[BEGIN Supplied data]

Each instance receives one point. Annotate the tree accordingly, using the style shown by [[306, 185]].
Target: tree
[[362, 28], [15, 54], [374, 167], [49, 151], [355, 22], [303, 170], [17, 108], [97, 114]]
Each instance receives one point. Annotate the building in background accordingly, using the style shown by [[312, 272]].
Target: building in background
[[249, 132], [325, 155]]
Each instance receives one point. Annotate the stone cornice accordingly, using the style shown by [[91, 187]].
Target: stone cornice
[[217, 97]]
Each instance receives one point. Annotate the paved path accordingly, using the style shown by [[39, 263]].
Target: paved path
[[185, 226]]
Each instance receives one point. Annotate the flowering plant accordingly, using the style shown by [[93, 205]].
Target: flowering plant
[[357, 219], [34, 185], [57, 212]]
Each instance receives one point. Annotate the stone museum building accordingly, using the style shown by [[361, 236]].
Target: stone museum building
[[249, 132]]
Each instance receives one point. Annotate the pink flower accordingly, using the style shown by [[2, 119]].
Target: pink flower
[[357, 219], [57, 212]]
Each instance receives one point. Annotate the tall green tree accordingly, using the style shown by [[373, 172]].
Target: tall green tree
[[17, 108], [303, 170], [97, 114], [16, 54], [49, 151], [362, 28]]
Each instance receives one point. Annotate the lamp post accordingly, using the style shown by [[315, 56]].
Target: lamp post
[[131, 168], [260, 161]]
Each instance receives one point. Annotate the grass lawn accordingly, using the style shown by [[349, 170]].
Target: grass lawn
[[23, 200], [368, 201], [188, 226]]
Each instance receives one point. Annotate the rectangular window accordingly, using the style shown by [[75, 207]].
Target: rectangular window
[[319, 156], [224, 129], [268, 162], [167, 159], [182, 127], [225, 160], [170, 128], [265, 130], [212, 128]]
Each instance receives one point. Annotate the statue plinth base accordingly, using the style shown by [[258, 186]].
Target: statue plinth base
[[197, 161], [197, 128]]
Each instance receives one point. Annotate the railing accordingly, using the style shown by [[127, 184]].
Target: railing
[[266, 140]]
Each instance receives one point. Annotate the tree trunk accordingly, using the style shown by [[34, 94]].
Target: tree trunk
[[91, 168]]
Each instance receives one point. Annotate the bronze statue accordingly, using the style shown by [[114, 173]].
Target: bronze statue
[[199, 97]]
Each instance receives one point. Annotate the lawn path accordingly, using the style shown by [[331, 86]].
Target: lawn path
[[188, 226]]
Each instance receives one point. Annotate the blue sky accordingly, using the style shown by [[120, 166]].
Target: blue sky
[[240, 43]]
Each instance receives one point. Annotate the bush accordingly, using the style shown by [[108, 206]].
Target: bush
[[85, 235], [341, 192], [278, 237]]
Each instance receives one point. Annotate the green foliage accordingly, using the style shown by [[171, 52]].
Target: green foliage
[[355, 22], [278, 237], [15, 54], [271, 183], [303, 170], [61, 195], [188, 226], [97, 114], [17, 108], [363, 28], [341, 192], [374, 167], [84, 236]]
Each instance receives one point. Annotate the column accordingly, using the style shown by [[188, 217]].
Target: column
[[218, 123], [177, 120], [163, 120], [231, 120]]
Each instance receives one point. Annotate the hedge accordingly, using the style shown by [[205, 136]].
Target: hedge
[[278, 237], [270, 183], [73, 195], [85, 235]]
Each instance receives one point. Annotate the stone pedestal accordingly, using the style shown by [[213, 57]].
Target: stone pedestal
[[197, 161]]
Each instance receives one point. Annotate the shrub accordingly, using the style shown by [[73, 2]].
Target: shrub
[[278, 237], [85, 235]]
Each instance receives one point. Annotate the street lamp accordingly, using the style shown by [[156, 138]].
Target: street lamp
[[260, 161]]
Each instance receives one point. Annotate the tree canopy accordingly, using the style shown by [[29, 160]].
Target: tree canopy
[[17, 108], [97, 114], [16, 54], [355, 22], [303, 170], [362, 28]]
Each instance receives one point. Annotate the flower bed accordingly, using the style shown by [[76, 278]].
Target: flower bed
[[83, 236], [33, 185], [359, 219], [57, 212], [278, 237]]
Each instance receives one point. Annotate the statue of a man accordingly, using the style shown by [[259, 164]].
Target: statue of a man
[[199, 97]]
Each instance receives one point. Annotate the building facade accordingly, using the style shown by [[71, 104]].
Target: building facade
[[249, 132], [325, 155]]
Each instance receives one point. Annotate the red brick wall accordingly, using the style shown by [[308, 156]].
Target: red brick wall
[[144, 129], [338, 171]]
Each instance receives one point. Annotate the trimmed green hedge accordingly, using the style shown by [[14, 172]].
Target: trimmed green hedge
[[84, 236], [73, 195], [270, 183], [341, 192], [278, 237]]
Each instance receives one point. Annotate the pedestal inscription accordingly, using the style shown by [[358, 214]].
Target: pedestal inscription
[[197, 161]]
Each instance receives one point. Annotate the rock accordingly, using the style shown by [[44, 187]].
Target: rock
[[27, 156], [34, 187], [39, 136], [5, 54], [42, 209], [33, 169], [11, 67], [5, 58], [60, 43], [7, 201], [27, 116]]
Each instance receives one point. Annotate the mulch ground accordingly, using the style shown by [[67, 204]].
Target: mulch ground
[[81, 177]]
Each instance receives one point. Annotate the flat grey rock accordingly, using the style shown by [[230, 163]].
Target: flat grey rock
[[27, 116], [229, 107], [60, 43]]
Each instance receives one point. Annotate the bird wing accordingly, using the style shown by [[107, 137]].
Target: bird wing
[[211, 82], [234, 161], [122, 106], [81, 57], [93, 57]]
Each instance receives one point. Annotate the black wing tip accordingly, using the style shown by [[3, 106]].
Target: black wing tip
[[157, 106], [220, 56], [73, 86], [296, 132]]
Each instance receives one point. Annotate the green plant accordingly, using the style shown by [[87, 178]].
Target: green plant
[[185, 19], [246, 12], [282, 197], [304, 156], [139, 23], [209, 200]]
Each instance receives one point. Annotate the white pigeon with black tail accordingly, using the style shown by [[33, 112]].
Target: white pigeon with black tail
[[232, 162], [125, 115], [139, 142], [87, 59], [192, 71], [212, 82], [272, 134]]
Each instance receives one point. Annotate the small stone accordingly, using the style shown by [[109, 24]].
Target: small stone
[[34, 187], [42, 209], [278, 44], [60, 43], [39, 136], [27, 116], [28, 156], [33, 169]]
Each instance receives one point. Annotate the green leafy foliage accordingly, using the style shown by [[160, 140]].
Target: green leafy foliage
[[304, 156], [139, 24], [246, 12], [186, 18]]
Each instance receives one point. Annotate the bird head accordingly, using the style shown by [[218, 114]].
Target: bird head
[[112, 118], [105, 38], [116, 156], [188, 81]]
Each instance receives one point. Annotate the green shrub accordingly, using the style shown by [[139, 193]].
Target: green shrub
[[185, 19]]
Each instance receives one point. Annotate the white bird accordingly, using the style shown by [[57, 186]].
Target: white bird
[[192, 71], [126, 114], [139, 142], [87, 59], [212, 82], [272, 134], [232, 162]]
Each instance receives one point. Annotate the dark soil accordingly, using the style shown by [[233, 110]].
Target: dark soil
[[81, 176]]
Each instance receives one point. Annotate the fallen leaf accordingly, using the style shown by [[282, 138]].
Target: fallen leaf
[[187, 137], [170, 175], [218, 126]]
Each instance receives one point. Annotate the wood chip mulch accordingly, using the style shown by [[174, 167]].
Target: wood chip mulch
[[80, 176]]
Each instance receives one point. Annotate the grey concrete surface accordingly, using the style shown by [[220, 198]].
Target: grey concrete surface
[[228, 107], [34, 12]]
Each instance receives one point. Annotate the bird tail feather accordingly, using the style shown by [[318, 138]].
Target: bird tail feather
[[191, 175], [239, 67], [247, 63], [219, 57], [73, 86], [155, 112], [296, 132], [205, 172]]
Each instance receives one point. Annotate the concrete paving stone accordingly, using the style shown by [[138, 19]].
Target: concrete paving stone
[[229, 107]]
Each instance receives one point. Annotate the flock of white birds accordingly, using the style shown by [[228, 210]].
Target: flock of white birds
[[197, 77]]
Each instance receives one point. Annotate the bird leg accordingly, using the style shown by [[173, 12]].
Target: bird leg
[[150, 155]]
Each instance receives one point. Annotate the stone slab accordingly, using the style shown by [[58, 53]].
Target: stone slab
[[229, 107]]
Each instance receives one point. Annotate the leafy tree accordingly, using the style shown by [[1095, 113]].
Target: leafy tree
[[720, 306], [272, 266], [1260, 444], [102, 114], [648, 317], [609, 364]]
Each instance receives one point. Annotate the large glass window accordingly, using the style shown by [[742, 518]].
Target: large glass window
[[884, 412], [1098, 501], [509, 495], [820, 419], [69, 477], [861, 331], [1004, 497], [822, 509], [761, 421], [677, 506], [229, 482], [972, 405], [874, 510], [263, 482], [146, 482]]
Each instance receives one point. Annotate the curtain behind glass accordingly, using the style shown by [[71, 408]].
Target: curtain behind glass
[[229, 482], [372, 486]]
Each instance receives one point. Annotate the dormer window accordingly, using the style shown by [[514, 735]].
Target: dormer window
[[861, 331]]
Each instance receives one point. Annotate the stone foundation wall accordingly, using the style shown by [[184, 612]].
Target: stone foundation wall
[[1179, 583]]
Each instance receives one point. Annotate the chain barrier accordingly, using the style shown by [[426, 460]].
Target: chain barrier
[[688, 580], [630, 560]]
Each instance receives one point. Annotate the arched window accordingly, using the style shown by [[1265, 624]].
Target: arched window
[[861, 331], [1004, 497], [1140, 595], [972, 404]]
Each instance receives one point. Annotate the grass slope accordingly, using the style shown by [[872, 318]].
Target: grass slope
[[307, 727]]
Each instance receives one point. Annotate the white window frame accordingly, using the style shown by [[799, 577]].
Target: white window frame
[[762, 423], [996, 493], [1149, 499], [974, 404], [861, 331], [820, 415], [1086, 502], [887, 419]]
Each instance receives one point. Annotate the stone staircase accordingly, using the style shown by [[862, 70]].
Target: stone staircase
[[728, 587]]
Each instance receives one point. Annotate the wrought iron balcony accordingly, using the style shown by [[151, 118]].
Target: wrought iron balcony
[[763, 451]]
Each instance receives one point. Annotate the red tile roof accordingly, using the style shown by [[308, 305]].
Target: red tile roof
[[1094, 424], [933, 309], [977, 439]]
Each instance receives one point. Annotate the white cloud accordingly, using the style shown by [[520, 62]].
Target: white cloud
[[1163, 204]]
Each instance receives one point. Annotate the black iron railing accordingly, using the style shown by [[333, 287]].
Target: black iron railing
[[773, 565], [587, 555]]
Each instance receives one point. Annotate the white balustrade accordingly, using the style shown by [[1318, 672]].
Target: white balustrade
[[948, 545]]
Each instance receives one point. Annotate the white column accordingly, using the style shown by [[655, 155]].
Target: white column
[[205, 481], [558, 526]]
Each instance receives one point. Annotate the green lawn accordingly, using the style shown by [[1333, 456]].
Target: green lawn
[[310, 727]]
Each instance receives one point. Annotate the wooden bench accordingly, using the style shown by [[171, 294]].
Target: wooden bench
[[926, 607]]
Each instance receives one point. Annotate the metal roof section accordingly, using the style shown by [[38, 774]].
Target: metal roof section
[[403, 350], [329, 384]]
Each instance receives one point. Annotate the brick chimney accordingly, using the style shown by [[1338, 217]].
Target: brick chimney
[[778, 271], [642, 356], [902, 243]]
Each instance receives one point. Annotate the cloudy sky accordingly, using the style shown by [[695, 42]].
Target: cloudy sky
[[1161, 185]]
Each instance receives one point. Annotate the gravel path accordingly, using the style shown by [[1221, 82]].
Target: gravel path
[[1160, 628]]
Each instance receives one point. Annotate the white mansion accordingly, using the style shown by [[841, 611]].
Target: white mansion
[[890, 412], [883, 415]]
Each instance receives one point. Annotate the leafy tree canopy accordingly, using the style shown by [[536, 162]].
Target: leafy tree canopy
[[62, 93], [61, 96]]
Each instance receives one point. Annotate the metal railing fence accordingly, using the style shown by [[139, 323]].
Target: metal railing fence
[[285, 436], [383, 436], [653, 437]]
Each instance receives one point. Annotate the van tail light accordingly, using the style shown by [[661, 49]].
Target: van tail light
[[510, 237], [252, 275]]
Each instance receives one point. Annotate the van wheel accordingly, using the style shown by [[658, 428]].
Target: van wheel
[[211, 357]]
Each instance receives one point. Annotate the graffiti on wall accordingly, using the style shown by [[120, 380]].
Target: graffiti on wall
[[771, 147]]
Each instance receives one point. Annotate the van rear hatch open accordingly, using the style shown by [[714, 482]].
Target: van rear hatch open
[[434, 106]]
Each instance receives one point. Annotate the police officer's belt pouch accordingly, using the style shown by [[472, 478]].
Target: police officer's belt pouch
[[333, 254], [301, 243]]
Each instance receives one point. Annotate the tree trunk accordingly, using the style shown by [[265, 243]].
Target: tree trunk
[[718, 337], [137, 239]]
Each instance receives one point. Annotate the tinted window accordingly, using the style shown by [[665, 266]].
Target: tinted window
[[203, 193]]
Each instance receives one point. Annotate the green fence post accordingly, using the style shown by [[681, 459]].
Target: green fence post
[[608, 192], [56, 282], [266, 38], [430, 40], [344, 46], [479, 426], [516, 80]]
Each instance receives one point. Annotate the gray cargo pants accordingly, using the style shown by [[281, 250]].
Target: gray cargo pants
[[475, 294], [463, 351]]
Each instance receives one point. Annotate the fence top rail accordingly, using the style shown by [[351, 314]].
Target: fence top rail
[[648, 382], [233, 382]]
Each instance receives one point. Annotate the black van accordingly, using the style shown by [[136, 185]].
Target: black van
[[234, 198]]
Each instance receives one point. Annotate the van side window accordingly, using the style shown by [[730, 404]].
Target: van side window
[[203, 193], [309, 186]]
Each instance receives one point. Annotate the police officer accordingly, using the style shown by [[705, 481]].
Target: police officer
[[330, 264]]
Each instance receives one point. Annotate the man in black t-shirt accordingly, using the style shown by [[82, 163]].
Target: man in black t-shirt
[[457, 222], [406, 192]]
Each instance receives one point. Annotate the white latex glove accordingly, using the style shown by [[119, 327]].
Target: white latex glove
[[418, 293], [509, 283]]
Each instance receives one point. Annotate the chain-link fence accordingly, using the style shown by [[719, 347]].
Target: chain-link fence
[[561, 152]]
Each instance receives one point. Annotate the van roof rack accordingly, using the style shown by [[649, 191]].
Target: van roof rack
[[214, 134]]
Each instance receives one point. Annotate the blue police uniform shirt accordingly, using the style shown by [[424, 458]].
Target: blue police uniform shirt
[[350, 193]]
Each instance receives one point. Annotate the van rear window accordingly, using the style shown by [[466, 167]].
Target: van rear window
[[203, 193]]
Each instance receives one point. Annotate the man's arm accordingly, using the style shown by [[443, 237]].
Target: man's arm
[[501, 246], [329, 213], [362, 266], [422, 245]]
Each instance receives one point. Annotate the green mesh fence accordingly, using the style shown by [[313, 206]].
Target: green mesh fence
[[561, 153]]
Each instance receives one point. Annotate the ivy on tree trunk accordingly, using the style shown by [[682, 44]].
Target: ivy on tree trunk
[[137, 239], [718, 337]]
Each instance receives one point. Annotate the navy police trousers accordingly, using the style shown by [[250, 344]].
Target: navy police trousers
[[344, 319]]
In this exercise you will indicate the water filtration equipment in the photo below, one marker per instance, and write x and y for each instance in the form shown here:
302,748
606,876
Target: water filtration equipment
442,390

[END Supplied data]

Aim of the task:
Copy the entries from the line with "Each instance receives one point. Annotate the white column" to the line with "[[1160, 628]]", swapping every "brick" for "stone" and keeping all other text the same.

Correct response:
Each instance receives one point. Annotate the white column accordingly, using the style shown by [[655, 155]].
Target: white column
[[205, 481], [558, 526]]
Each instance receives one point. Annotate the green lawn accordingly, using the style shown by [[1333, 456]].
Target: green lawn
[[310, 727]]
Each instance receives one point. Annotate the wooden bench accordingly, using the style shown by [[171, 294]].
Target: wooden bench
[[926, 607]]
Each instance receives one point. Annotate the metal roof section accordingly, using the style shown by [[38, 774]].
Target: metal roof section
[[403, 350], [329, 384]]
Each instance receives one point. Annotate the stone chimney accordingly, using the style shown by [[1338, 217]].
Target: stone chimney
[[778, 271], [642, 356], [902, 243]]
Each instance receives one point. Annotate the cloudy sky accordingly, using the style shown by [[695, 42]].
Target: cloudy sky
[[1161, 185]]
Each instance receives one point. Annotate the gravel path accordingly, using the style shown by [[1221, 82]].
Target: gravel path
[[1160, 628]]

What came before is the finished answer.